-- Begin Input records --

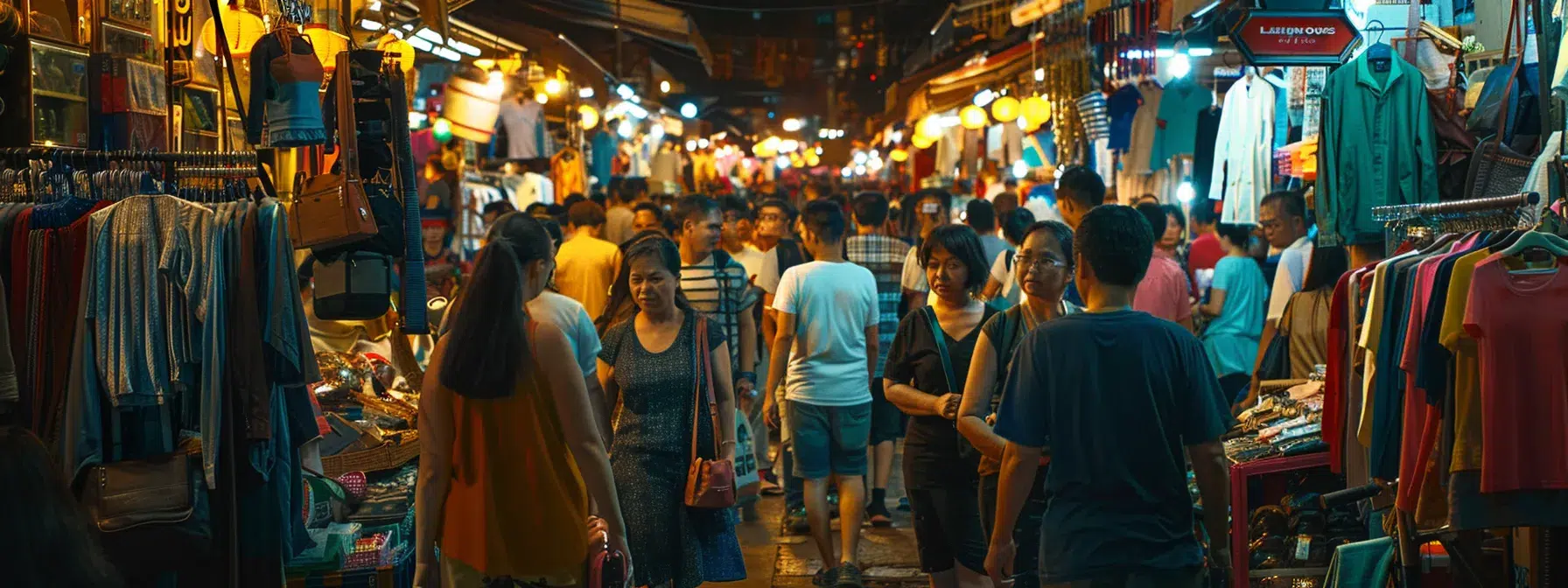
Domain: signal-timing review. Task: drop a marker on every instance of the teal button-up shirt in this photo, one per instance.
(1377, 150)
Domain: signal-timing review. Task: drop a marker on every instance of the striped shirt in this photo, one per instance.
(885, 257)
(722, 295)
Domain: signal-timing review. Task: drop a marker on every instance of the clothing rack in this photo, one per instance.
(211, 162)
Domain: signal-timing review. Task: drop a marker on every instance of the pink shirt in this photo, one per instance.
(1164, 290)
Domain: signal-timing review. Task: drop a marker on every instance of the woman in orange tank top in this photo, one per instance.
(510, 451)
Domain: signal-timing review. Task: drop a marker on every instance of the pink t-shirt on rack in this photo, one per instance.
(1520, 324)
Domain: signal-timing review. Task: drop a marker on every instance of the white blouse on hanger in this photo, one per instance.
(1243, 150)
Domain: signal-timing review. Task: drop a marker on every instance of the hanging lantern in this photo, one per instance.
(930, 128)
(242, 29)
(590, 116)
(972, 118)
(397, 49)
(326, 45)
(1037, 110)
(1004, 108)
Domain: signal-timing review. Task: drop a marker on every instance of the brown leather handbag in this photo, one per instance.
(710, 483)
(332, 209)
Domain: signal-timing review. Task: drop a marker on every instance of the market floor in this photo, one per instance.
(774, 558)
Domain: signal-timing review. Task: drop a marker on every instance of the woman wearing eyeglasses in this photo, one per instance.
(1043, 267)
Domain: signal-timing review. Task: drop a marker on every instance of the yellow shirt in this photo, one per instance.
(584, 270)
(1466, 366)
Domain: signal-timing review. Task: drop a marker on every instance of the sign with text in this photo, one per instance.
(1296, 38)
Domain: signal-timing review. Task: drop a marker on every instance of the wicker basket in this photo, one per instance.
(389, 455)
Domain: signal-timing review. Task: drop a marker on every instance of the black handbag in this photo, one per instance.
(150, 514)
(354, 286)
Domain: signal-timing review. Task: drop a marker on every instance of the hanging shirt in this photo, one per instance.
(1377, 148)
(1243, 150)
(1176, 124)
(1518, 322)
(524, 122)
(1144, 128)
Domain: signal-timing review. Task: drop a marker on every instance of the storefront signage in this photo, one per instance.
(1296, 38)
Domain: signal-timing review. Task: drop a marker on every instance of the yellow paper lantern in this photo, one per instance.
(972, 118)
(590, 116)
(1004, 108)
(1037, 110)
(242, 29)
(930, 128)
(326, 45)
(397, 49)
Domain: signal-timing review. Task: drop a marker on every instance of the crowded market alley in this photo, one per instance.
(675, 294)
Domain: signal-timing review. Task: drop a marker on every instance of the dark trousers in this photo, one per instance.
(1026, 534)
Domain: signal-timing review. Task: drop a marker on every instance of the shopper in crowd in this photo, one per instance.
(924, 378)
(717, 286)
(618, 220)
(1236, 304)
(1283, 220)
(830, 308)
(648, 369)
(648, 217)
(1164, 290)
(502, 391)
(932, 211)
(1045, 262)
(1206, 249)
(1001, 287)
(51, 538)
(883, 255)
(587, 265)
(620, 304)
(1124, 394)
(982, 217)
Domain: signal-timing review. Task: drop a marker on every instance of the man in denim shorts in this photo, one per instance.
(830, 306)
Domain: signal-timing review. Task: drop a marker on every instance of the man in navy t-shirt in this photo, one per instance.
(1116, 396)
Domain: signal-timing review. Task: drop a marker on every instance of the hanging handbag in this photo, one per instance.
(354, 286)
(332, 209)
(710, 483)
(150, 514)
(966, 451)
(1496, 168)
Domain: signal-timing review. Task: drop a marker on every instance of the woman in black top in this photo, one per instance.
(942, 479)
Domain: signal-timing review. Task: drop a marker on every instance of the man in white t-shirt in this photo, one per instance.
(827, 340)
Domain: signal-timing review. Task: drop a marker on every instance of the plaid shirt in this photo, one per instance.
(883, 256)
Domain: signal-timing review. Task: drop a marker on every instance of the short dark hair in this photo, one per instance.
(1060, 231)
(1175, 211)
(1156, 215)
(499, 207)
(781, 204)
(657, 211)
(1289, 203)
(736, 204)
(980, 215)
(1085, 186)
(1116, 243)
(962, 242)
(1239, 234)
(631, 188)
(871, 209)
(825, 218)
(1017, 223)
(585, 214)
(693, 207)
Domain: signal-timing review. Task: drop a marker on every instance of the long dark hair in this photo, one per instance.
(488, 342)
(45, 536)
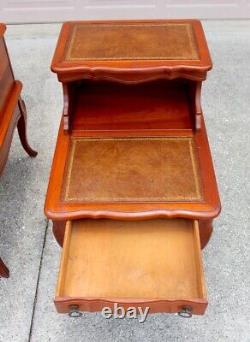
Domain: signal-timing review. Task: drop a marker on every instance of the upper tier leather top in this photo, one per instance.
(132, 51)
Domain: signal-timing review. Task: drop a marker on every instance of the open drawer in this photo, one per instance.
(106, 262)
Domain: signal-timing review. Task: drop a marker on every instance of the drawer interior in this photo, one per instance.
(155, 263)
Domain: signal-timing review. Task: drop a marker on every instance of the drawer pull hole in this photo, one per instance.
(74, 311)
(185, 312)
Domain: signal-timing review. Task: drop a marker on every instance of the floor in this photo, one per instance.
(27, 312)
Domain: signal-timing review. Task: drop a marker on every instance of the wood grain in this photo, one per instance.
(133, 262)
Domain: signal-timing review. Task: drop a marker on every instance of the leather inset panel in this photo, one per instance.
(163, 41)
(132, 170)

-- End Input records --

Task description: Render every line of the records above as a numbered list, omitting blank lines and leaving the pictures out.

Exercise solution:
1. Domain: signal-timing review. Task: drop a marker on every instance of the teal button-up shirt in this photo, one per instance.
2. (1377, 150)
3. Domain: signal-timing review. Task: drop a marker on every instance of the striped shirt in this photo, one per instance.
4. (885, 257)
5. (722, 295)
6. Domain: signal-timing review. Task: drop a marker on every instance of the clothing rack in this photo, one per instance.
7. (211, 162)
8. Domain: signal-timing review. Task: drop a marker on every instance of the pink shirt in this photo, one per instance.
9. (1164, 290)
10. Domain: signal-timing review. Task: drop a marker on every instance of the woman in orange tank top in this photo, one per instance.
11. (510, 451)
12. Domain: signal-timing review. Task: drop a marker on every instance of the pink t-shirt on rack in this photo, one per instance.
13. (1520, 324)
14. Domain: signal-timing review. Task: drop a marker on every instance of the white blouse on hanger in this photo, one per instance.
15. (1243, 150)
16. Domain: signal-timing review. Task: drop a marker on every instance of the hanging lantern in this photo, one per instance.
17. (930, 128)
18. (242, 29)
19. (590, 116)
20. (972, 118)
21. (397, 49)
22. (326, 45)
23. (1037, 110)
24. (1004, 108)
25. Domain: signal-timing review. Task: drop a marker on every instance of the brown leather handbag in this photo, one per instance.
26. (710, 483)
27. (332, 209)
28. Domain: signal-timing review. Task: drop a marker on every instance of the market floor in this photo, one per instance.
29. (774, 558)
30. Domain: signal-timing review. Task: drop a marker on every instance of the woman wearing eyeglasses in this photo, one per instance.
31. (1043, 267)
32. Domain: signal-timing review. Task: drop a marker on every instance of the yellow shirt in this photo, one per instance.
33. (584, 270)
34. (1466, 366)
35. Domain: signal-timing review. Task: drop a marker on every instance of the sign with text in this photo, one per instance.
36. (1296, 38)
37. Domain: signal-timing review. Task: drop a marker on every instance of the wicker basket in this photo, one per instance.
38. (389, 455)
39. Domain: signal-timing review. Task: drop a marker on every instance of the black handbag in this photo, one per instance.
40. (150, 514)
41. (354, 286)
42. Domain: signal-timing review. Task: drop a marker on every instance of the hanging shirt in this photo, one per instance.
43. (1377, 148)
44. (1243, 150)
45. (1176, 124)
46. (1518, 322)
47. (524, 122)
48. (1144, 128)
49. Domain: signal-timing review. Task: drop a marker on every instance of the storefront signage in this photo, one per instance.
50. (1296, 38)
51. Domain: signal-timing review. Task: drop a marker on every instance of the yellow paper lantern in this photo, one per instance.
52. (972, 118)
53. (590, 116)
54. (1004, 108)
55. (1037, 110)
56. (242, 29)
57. (930, 128)
58. (326, 45)
59. (397, 49)
60. Domain: signal-timing review. Task: drop a marker on every instance of the crowded market alley in this photo, one per instance.
61. (675, 294)
62. Domain: signal-timing review. Task: drop a marker on every instance of the dark trousers in this photo, one per instance.
63. (1026, 534)
64. Domain: signal-timing review. Task: drop a marker on every instance of the shopper in crowd in this photo, one per instance.
65. (924, 378)
66. (717, 286)
67. (618, 220)
68. (1236, 304)
69. (1283, 220)
70. (830, 308)
71. (648, 369)
72. (648, 217)
73. (1164, 290)
74. (502, 391)
75. (932, 211)
76. (1045, 262)
77. (1206, 249)
78. (1001, 287)
79. (51, 538)
80. (883, 255)
81. (587, 265)
82. (620, 304)
83. (1124, 394)
84. (982, 217)
85. Domain: signal-timing review. Task: drop a marker on every instance of the man in denim shorts in this photo, one per instance.
86. (830, 306)
87. Domain: signal-timing review. Task: drop a marker on every instance of the man in navy t-shirt in this photo, one per instance.
88. (1116, 396)
89. Domain: signal-timing review. Task: drop a marker on every instance of the hanging handbag in this photo, one per instance.
90. (354, 286)
91. (332, 209)
92. (710, 483)
93. (150, 514)
94. (966, 451)
95. (1496, 168)
96. Domain: signal-timing review. Task: drop a marker on every instance of the woman in black top in this photo, one per instance.
97. (942, 479)
98. Domain: signal-timing review. Task: drop a marker on every instance of the man in white t-shirt in this photo, one per instance.
99. (827, 340)
100. Domain: signal-timing review. Task: drop a marker on every instance of the plaid shirt in this photo, one per instance.
101. (883, 256)
102. Domain: signal-timing review. Task: drop a marker on every instance of the short dark hair in this photo, one per instance.
103. (1060, 231)
104. (1175, 211)
105. (1156, 215)
106. (499, 207)
107. (781, 204)
108. (657, 211)
109. (1289, 203)
110. (736, 204)
111. (980, 215)
112. (1085, 186)
113. (1116, 243)
114. (962, 242)
115. (1239, 234)
116. (631, 188)
117. (871, 209)
118. (825, 218)
119. (1017, 223)
120. (585, 214)
121. (693, 207)
122. Domain: signal-timing review. Task: drop a marker on every instance of the long dark hair in this photo, one per instance.
123. (488, 342)
124. (45, 536)
125. Domain: signal-timing review. Task: drop a marker on every instance of the upper tier leather top in this photo, one per instance.
126. (132, 51)
127. Domain: signal-timing review. Task: drop a marker on every instance of the open drawer in this photo, one per instance.
128. (106, 262)
129. Domain: signal-timing review. Task: drop a marker on every instance of the drawer interior in this photo, one per instance.
130. (155, 263)
131. Domain: signal-timing review. Task: drop a marker on every instance of the drawer pull hole in this photo, one per instance.
132. (74, 311)
133. (185, 312)
134. Domain: signal-timing review. Task: drop a marker on every instance of the floor in this photo, one per instance.
135. (27, 312)
136. Domain: signal-timing review. Task: drop a marker on every instance of the wood grain in this photo, one per instance.
137. (133, 262)
138. Domain: signal-timing review. Task: drop a marker on every instance of the leather inset panel in this photo, one per instance.
139. (163, 41)
140. (132, 170)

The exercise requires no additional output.